**Tarea pedida:** Vuelve a escribir tal cual, sin ningún cambio, solo las líneas que empiezan en la que contiene "Shot-chart audit: point to every instance of the white sand" y terminan en la que contiene "Target: grass slope", ambas incluidas.

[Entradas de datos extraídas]
╭──

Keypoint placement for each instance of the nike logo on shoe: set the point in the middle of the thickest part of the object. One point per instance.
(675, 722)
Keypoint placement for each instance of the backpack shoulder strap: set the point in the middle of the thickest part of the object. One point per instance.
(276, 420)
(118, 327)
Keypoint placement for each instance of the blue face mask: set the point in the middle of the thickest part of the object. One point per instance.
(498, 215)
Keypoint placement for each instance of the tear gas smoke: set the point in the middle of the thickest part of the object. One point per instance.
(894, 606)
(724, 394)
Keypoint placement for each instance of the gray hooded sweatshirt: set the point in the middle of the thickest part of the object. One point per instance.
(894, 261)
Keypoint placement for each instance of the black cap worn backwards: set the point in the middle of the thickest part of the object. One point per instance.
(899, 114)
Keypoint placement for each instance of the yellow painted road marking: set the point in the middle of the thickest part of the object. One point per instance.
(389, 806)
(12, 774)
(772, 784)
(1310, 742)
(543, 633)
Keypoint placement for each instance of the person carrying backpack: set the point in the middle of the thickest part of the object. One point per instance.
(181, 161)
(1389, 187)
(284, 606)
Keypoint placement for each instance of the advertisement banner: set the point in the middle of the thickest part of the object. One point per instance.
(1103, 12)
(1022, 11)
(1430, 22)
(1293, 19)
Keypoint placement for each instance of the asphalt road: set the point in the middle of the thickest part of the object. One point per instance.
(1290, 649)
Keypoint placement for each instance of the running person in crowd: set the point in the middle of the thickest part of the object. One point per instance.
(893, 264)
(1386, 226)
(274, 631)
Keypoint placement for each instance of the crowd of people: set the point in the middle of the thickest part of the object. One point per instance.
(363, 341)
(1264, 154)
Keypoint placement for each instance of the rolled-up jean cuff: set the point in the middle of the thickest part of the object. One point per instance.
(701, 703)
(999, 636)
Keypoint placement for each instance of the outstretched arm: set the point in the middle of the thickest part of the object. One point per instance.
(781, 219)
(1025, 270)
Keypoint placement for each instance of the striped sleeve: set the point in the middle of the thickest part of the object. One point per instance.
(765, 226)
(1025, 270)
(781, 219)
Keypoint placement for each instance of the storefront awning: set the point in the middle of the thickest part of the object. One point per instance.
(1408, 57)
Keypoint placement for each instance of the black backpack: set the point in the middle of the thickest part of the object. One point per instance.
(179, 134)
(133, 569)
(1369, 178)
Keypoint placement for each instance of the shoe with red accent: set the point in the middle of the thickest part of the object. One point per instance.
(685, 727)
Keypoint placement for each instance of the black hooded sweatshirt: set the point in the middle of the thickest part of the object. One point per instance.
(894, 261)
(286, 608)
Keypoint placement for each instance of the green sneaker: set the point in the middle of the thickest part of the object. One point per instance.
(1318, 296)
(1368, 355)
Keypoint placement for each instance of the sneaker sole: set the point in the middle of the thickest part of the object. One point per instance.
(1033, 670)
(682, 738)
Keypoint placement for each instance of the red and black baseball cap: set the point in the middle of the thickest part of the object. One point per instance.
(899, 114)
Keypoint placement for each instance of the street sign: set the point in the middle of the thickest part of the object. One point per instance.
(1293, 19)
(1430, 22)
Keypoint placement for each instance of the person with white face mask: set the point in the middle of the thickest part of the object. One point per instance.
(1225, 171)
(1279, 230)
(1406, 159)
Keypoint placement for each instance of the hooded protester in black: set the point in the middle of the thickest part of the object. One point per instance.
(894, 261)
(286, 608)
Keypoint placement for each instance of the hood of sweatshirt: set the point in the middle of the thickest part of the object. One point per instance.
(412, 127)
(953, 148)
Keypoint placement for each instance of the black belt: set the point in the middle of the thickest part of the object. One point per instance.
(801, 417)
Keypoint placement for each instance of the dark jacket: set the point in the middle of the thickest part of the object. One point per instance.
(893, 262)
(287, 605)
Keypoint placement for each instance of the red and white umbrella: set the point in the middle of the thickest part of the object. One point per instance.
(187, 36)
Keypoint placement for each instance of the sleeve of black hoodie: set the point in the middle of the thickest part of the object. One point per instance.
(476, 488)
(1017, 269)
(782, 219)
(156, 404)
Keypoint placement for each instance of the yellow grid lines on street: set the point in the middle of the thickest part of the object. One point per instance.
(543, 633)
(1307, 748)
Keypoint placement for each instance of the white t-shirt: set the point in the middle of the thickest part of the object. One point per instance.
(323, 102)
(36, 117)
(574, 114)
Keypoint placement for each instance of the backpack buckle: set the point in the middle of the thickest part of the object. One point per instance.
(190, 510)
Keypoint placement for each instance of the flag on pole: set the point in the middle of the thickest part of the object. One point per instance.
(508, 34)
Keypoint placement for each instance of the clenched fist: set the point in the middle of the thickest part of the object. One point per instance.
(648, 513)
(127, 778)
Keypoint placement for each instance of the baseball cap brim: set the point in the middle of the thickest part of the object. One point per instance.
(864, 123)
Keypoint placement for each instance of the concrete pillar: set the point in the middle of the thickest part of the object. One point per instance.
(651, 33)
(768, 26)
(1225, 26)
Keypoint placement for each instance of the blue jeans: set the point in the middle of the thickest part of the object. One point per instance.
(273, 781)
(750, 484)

╰──
╭──

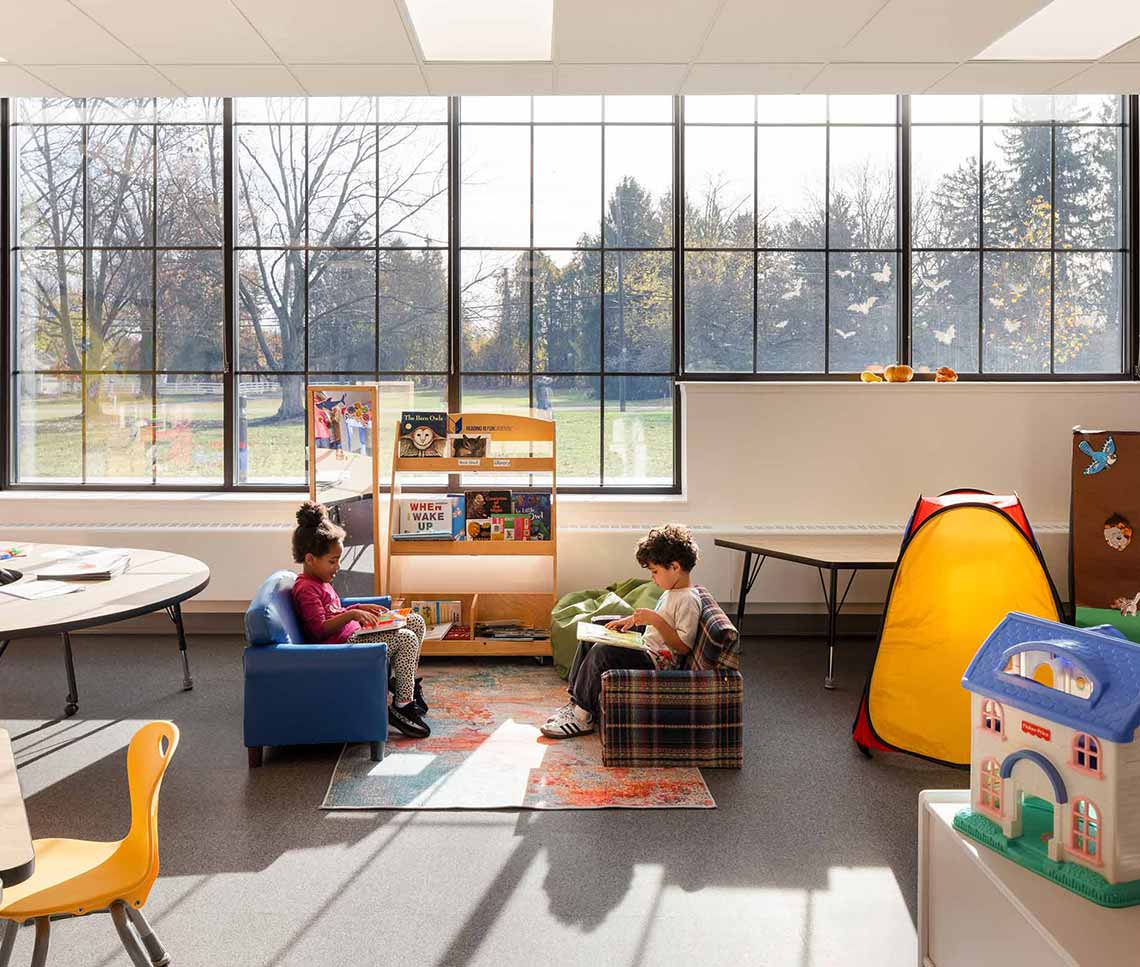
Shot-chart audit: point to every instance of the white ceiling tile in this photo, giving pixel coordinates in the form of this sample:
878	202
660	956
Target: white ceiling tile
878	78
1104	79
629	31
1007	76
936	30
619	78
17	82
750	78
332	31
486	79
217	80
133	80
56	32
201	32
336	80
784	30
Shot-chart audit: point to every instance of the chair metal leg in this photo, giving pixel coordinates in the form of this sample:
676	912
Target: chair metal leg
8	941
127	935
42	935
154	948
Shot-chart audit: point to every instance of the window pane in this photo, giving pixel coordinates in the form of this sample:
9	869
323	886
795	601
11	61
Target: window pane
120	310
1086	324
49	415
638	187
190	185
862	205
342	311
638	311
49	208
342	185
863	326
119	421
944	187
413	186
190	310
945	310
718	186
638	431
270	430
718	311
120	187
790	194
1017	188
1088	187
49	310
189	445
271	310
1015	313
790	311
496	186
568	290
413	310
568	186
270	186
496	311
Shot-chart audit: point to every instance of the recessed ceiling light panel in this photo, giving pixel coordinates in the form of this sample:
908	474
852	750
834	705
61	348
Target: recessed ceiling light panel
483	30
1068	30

╰──
╭──

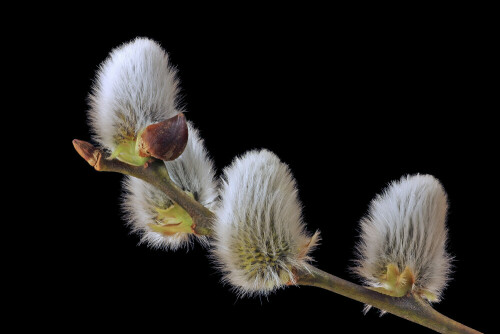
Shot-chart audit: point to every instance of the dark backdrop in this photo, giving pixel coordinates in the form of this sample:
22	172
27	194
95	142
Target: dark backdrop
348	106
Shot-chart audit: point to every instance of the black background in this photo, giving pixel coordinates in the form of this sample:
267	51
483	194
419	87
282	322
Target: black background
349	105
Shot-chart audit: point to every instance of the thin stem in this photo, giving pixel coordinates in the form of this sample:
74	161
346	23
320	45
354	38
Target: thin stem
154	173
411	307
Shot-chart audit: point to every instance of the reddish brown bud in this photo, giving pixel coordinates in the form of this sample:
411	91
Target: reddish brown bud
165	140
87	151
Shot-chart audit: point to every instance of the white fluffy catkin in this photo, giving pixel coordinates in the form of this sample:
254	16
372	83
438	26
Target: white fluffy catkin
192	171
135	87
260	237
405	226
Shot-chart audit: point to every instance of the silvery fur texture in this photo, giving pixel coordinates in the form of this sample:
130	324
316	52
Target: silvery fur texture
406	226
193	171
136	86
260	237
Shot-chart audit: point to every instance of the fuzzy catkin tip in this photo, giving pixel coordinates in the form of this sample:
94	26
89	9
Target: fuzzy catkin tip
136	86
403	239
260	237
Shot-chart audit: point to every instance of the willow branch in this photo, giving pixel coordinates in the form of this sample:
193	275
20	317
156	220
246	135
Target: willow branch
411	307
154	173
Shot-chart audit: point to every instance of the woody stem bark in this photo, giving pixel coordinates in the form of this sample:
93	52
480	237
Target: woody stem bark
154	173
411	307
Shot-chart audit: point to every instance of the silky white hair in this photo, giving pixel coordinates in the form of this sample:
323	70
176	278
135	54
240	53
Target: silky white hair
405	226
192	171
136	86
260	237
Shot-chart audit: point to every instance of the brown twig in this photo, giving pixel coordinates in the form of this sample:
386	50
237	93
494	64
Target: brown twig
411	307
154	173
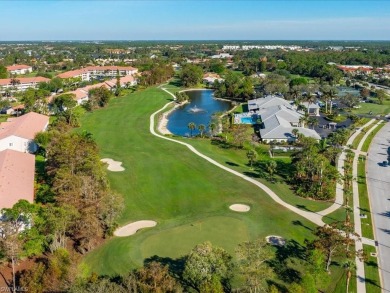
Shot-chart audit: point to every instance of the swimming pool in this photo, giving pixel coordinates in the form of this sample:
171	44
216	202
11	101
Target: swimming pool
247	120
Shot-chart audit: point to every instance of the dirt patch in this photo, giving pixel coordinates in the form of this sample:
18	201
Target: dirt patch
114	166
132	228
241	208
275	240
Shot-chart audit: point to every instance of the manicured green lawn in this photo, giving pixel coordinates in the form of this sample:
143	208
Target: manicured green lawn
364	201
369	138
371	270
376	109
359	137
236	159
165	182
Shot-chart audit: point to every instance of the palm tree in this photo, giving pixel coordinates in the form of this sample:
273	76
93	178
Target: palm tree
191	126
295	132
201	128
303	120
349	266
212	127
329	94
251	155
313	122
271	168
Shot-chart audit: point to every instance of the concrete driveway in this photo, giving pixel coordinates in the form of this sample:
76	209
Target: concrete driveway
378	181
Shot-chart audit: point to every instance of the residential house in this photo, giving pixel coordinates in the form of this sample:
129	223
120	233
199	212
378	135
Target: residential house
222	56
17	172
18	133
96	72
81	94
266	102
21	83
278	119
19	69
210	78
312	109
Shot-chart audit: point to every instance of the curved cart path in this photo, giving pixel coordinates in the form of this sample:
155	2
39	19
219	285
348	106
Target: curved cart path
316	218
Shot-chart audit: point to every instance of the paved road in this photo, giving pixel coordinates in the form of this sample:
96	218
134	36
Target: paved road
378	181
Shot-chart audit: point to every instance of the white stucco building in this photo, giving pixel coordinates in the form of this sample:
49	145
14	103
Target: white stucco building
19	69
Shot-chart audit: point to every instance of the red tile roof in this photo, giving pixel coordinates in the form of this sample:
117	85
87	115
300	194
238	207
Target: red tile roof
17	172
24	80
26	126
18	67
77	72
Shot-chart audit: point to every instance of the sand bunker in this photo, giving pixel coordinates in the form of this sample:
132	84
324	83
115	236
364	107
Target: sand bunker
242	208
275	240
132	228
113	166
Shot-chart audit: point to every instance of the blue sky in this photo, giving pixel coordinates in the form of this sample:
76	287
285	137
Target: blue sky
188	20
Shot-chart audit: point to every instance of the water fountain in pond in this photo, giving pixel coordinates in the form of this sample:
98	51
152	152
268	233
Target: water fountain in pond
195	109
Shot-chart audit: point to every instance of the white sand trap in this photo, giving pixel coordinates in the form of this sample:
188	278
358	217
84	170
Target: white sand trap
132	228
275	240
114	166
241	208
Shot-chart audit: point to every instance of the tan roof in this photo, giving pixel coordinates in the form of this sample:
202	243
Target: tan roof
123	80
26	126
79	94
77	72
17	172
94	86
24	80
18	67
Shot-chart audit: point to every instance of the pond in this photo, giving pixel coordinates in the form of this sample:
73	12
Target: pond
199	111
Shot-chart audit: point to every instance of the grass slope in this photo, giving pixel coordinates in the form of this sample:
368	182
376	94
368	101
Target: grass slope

╰──

**Respuesta:**
Shot-chart audit: point to every instance of the white sand trap in this photo, giving pixel coordinates in the form of this sample:
188	278
358	217
84	170
Target: white sand trap
132	228
275	240
114	166
241	208
Shot-chart audit: point to every instance of the tan roof in this photo, giving pixel coordinates in the form of this sample:
202	243
Target: tan roof
123	80
26	126
79	94
77	72
17	172
94	86
24	80
18	67
Shot-chart audit: point to every instance of the pond in this photo, giving pixel coordinates in the form of this sample:
73	12
Target: pond
199	111
Shot-chart audit: point to every instance of the grass slope in this photo, giving pixel coordinates in the form of this sample:
368	182
376	94
368	101
Target: grass slope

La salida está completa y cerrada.